> **DIRECTION**
How many lines in the records below contain the string "bracelet", counting only matches with the same capitalization? Reply with the number alone.

> **SUPPLIED MATERIAL**
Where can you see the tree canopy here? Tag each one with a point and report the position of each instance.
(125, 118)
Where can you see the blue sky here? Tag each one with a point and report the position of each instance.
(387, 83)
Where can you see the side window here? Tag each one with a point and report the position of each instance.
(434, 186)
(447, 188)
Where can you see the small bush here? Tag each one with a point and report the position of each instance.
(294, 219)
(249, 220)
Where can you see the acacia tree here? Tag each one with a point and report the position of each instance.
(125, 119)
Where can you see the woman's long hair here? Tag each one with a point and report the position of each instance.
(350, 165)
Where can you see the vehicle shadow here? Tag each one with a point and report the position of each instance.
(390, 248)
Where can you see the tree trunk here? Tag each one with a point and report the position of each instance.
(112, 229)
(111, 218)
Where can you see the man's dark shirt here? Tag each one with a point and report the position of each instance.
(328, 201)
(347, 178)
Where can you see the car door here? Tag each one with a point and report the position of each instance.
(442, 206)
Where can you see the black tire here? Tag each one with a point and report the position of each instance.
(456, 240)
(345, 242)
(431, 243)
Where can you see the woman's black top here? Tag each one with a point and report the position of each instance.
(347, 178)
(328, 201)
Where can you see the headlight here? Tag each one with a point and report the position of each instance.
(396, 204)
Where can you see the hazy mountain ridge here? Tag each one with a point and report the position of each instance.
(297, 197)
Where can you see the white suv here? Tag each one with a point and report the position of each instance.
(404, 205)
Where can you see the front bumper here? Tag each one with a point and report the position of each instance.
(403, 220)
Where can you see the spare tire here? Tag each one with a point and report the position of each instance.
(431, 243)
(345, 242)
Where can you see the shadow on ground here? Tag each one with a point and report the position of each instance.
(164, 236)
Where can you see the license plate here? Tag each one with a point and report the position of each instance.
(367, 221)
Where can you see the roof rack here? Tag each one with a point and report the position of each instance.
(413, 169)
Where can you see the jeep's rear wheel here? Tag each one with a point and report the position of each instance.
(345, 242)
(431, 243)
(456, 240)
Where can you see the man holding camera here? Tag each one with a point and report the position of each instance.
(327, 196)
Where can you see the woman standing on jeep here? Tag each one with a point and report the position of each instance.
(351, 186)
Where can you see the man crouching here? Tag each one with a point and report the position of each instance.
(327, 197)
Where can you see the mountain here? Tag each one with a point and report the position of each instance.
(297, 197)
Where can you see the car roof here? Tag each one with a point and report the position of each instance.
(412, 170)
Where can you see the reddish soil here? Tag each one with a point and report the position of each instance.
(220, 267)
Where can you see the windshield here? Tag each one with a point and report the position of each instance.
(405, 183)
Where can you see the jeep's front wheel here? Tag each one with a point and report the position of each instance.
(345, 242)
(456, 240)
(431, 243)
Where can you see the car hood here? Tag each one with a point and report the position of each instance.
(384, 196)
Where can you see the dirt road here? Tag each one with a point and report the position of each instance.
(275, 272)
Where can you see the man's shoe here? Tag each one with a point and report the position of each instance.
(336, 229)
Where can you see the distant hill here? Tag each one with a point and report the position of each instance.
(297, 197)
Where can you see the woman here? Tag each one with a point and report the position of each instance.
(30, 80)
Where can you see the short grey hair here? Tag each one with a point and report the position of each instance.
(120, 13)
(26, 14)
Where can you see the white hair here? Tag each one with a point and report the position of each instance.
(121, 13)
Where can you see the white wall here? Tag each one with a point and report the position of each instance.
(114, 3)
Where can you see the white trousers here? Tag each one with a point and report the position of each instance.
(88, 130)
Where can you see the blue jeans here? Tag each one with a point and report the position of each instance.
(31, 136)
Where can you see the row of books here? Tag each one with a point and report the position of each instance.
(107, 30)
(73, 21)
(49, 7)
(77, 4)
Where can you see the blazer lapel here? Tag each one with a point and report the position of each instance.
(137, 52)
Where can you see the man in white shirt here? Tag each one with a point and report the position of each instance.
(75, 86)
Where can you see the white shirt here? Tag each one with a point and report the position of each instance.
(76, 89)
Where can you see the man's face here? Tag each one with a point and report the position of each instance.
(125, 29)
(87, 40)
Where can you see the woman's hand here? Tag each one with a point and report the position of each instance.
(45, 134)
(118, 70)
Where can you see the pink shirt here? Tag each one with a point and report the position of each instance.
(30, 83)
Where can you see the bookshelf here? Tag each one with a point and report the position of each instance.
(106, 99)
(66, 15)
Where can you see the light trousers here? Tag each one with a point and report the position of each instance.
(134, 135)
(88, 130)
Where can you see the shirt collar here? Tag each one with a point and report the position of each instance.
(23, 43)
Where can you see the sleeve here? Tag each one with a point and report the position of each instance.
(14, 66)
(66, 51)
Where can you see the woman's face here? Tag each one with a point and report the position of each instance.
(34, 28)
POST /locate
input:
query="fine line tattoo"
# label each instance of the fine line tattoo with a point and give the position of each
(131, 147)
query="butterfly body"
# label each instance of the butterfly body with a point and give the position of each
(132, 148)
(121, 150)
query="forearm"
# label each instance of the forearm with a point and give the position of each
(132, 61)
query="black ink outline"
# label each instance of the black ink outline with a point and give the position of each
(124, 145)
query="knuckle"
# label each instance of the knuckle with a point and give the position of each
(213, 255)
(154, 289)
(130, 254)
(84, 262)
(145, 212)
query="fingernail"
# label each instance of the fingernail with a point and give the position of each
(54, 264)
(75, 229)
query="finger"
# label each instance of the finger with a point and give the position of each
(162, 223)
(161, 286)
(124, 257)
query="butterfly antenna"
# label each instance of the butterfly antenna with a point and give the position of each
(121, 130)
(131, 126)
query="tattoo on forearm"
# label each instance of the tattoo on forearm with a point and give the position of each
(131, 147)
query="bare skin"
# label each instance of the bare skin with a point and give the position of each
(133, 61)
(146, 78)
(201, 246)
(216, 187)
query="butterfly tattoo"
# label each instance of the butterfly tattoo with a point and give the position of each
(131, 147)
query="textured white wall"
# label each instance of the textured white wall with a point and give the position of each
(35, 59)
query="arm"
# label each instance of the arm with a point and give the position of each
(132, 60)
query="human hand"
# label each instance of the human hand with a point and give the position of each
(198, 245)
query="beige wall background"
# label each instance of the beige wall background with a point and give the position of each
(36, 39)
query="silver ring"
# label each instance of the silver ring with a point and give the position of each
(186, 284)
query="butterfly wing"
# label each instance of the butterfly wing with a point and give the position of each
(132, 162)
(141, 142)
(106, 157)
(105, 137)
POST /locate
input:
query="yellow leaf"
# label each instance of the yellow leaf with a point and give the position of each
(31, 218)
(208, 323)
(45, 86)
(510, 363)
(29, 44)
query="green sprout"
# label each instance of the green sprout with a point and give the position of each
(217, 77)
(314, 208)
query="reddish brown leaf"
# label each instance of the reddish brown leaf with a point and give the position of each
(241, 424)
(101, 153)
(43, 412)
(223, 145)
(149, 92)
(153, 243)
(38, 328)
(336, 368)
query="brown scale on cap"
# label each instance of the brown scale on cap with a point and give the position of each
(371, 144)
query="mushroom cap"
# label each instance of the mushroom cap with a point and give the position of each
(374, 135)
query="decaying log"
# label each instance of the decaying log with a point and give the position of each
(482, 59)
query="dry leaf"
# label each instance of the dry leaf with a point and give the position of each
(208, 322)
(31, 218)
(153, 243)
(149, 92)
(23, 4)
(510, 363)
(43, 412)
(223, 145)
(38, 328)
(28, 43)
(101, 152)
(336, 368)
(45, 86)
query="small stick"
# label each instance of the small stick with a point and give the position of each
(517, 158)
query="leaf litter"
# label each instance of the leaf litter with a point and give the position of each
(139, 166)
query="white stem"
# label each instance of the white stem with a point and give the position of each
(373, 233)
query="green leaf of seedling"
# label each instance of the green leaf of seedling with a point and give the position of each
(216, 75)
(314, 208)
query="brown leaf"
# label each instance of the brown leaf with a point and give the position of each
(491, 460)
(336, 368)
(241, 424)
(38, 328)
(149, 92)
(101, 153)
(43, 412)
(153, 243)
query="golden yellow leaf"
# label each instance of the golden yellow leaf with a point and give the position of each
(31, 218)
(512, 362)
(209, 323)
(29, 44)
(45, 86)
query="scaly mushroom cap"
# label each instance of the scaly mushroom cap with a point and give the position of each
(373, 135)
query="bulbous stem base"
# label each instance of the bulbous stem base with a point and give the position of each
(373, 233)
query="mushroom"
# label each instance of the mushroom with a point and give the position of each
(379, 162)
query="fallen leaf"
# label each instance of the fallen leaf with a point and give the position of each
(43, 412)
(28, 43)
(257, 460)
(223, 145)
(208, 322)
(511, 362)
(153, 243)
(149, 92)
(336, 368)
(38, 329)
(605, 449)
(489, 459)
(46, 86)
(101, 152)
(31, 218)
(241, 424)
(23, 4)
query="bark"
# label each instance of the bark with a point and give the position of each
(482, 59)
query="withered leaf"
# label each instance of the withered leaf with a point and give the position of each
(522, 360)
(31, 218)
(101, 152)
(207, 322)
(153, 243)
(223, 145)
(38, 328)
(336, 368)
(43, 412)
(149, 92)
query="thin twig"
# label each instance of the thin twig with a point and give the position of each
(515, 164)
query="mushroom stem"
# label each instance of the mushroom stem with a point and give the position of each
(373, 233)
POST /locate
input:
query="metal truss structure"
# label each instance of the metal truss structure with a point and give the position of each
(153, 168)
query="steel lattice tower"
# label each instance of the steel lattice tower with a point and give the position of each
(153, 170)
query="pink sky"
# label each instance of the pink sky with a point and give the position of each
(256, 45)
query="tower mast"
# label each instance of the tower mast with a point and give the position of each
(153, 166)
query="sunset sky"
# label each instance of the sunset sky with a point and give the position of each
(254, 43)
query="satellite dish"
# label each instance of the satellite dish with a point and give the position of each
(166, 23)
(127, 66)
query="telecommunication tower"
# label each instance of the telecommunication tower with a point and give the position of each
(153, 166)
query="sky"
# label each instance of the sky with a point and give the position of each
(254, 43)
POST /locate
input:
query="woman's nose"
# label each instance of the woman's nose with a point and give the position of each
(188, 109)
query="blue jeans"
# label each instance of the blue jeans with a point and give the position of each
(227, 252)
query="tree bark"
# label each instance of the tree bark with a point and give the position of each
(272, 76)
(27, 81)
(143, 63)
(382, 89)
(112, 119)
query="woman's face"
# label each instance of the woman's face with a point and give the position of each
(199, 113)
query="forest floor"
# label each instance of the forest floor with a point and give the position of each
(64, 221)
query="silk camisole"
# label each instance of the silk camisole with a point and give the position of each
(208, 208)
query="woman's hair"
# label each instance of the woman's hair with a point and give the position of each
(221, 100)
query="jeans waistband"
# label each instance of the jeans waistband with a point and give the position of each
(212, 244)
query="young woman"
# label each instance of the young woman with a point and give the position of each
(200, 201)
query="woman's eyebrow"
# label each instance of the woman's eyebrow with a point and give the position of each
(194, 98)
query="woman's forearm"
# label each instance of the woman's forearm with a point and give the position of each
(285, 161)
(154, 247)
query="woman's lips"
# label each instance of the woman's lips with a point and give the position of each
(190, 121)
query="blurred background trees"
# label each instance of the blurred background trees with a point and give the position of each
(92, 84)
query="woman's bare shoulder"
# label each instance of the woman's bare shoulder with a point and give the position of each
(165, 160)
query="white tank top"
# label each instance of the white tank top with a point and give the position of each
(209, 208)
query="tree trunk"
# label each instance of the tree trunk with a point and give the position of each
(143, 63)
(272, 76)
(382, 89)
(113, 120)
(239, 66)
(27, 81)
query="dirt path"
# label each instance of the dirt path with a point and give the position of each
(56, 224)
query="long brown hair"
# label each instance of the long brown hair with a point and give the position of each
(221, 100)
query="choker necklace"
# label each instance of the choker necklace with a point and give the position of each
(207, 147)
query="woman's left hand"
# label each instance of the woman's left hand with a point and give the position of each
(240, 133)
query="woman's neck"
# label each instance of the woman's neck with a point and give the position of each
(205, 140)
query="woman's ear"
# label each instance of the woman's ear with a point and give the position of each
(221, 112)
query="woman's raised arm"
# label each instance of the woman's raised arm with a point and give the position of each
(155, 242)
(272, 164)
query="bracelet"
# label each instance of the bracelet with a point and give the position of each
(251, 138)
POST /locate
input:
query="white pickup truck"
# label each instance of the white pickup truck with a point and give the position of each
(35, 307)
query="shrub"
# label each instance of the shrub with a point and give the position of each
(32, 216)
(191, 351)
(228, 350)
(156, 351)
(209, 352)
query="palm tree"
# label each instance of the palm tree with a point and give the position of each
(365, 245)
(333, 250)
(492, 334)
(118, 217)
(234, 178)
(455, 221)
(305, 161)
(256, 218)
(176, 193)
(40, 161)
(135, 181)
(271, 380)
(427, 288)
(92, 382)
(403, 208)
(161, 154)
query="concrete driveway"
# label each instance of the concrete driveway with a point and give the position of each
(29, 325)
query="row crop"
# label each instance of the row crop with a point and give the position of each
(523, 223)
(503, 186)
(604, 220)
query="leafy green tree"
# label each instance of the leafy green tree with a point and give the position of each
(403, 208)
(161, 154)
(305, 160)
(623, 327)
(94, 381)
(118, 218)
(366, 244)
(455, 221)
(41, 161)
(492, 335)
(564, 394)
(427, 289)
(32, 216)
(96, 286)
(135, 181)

> **EXPECTED ANSWER**
2